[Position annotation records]
┏━━
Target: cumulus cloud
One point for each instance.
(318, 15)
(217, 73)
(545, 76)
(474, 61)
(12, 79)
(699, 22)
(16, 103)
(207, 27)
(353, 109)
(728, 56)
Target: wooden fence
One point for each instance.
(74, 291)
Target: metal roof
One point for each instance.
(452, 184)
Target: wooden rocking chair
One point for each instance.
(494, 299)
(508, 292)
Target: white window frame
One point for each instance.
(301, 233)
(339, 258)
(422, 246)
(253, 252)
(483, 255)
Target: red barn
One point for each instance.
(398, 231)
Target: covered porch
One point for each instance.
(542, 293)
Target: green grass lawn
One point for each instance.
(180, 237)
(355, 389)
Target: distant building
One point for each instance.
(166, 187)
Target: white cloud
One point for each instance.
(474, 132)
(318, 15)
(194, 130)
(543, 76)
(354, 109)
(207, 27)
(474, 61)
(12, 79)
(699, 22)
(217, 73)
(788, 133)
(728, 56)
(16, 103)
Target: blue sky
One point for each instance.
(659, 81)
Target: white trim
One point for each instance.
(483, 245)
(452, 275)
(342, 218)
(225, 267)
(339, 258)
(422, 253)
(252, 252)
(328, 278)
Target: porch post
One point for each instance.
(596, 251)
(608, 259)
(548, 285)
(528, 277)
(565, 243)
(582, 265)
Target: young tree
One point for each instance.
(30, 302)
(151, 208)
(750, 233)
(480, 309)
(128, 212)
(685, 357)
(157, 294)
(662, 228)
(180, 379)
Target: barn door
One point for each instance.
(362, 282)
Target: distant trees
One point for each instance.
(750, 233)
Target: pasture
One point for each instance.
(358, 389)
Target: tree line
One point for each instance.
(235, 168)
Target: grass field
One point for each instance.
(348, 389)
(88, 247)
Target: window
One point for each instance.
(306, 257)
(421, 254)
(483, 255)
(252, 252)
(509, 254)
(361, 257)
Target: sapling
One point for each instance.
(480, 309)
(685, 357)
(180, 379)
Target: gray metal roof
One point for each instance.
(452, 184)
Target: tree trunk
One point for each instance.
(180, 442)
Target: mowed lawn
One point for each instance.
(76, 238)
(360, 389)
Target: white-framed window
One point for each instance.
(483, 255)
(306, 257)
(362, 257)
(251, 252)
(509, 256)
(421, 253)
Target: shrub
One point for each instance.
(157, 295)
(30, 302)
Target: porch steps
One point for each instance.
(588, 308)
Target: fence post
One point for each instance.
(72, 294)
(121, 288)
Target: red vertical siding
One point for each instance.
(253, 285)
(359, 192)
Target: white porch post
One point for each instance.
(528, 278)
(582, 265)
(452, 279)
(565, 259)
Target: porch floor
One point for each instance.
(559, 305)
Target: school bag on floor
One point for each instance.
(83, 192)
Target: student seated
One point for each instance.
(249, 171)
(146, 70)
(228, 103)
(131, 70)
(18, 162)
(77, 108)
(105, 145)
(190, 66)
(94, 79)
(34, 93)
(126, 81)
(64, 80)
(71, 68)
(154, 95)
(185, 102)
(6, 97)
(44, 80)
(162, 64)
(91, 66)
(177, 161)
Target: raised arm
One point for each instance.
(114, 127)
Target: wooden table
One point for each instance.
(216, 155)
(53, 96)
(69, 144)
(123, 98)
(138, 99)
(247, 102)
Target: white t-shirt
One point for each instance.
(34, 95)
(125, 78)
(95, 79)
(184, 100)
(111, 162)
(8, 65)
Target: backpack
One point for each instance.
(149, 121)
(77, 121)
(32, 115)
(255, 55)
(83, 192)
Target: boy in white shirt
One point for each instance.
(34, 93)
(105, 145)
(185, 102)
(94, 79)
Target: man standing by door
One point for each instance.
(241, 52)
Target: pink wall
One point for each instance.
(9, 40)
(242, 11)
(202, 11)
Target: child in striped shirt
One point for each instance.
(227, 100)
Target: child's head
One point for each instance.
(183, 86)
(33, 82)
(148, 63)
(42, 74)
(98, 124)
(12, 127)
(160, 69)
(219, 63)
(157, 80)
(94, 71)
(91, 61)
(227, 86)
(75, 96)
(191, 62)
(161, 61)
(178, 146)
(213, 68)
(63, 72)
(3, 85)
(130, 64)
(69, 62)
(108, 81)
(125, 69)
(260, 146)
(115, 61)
┗━━
Copy out all of the data exactly, leaving nothing out.

Target: cumulus cloud
One point for each instance.
(318, 15)
(217, 73)
(545, 76)
(474, 61)
(12, 79)
(699, 22)
(16, 103)
(207, 27)
(353, 109)
(728, 56)
Target: wooden fence
One point for each instance.
(74, 291)
Target: metal roof
One point for each instance.
(452, 184)
Target: wooden rocking chair
One point for each instance.
(494, 299)
(508, 292)
Target: white window frame
One point for each instance.
(301, 233)
(339, 258)
(422, 246)
(253, 252)
(483, 255)
Target: red barn
One point for each instance.
(398, 231)
Target: covered porch
One point for each instance.
(542, 293)
Target: green grass lawn
One point for each instance.
(180, 237)
(355, 389)
Target: distant building
One point for each instance.
(166, 187)
Target: white cloud
One point for each instance.
(474, 132)
(318, 15)
(194, 130)
(543, 76)
(354, 109)
(207, 27)
(474, 61)
(12, 79)
(699, 22)
(217, 73)
(788, 133)
(728, 56)
(16, 103)
Target: blue sky
One point for each instance.
(659, 81)
Target: white trim
One point for each instance.
(483, 245)
(452, 275)
(342, 218)
(225, 267)
(339, 258)
(422, 253)
(252, 252)
(328, 278)
Target: porch post
One point for each instance.
(596, 251)
(608, 259)
(548, 285)
(528, 277)
(565, 243)
(582, 265)
Target: young tree
One point for each instance.
(30, 302)
(151, 208)
(750, 233)
(480, 309)
(128, 212)
(685, 357)
(157, 294)
(662, 228)
(180, 379)
Target: barn door
One point for each instance.
(362, 282)
Target: distant trees
One point for each instance.
(750, 233)
Target: pasture
One point for each instance.
(358, 389)
Target: tree line
One point for each instance.
(235, 168)
Target: grass field
One point for each instance.
(348, 389)
(88, 247)
Target: window
One point for each instance.
(306, 257)
(421, 254)
(483, 255)
(252, 252)
(509, 254)
(361, 257)
Target: sapling
One point for each instance.
(480, 309)
(685, 357)
(180, 379)
Target: gray metal roof
One point for each instance.
(452, 184)
Target: tree trunk
One point for each instance.
(180, 442)
Target: mowed lawn
One point for each instance.
(76, 238)
(360, 389)
Target: white-framed window
One point for each instance.
(483, 255)
(306, 257)
(362, 257)
(251, 252)
(509, 256)
(421, 253)
Target: shrub
One point for each instance.
(157, 295)
(30, 302)
Target: porch steps
One point for each instance.
(588, 308)
Target: fence post
One point for each instance.
(72, 294)
(121, 288)
Target: red vertical siding
One point for each instance.
(253, 285)
(359, 192)
Target: white porch post
One point for each instance.
(528, 278)
(582, 265)
(452, 279)
(565, 259)
Target: porch floor
One point for each instance.
(559, 305)
Target: school bag on floor
One point for each instance.
(83, 192)
Target: student seated
One point for each instance.
(249, 171)
(146, 70)
(228, 103)
(131, 70)
(18, 162)
(77, 108)
(105, 145)
(190, 66)
(94, 79)
(34, 93)
(126, 81)
(64, 80)
(71, 68)
(154, 95)
(185, 102)
(6, 97)
(44, 80)
(162, 64)
(91, 66)
(177, 161)
Target: raised arm
One point for each instance.
(114, 127)
Target: wooden table
One point for each instance.
(216, 155)
(53, 96)
(69, 144)
(123, 98)
(138, 99)
(247, 102)
Target: white t-shirt
One point for each instance.
(34, 95)
(125, 78)
(95, 79)
(184, 100)
(111, 162)
(8, 65)
Target: backpack
One point for each instance.
(149, 121)
(77, 121)
(32, 115)
(255, 55)
(83, 192)
Target: boy in white shirt
One point for each instance.
(34, 93)
(105, 145)
(185, 102)
(94, 79)
Target: man standing by door
One point for each instance.
(241, 52)
Target: pink wall
One point for each instance.
(9, 40)
(242, 11)
(202, 11)
Target: child in striped shirt
One point for each instance.
(227, 100)
Target: child's head
One point for each instance.
(183, 86)
(33, 82)
(148, 63)
(42, 74)
(98, 124)
(12, 127)
(160, 69)
(219, 63)
(157, 80)
(94, 71)
(91, 61)
(227, 86)
(75, 96)
(191, 62)
(161, 61)
(178, 146)
(213, 68)
(63, 72)
(3, 85)
(130, 64)
(69, 62)
(108, 81)
(125, 69)
(260, 146)
(115, 61)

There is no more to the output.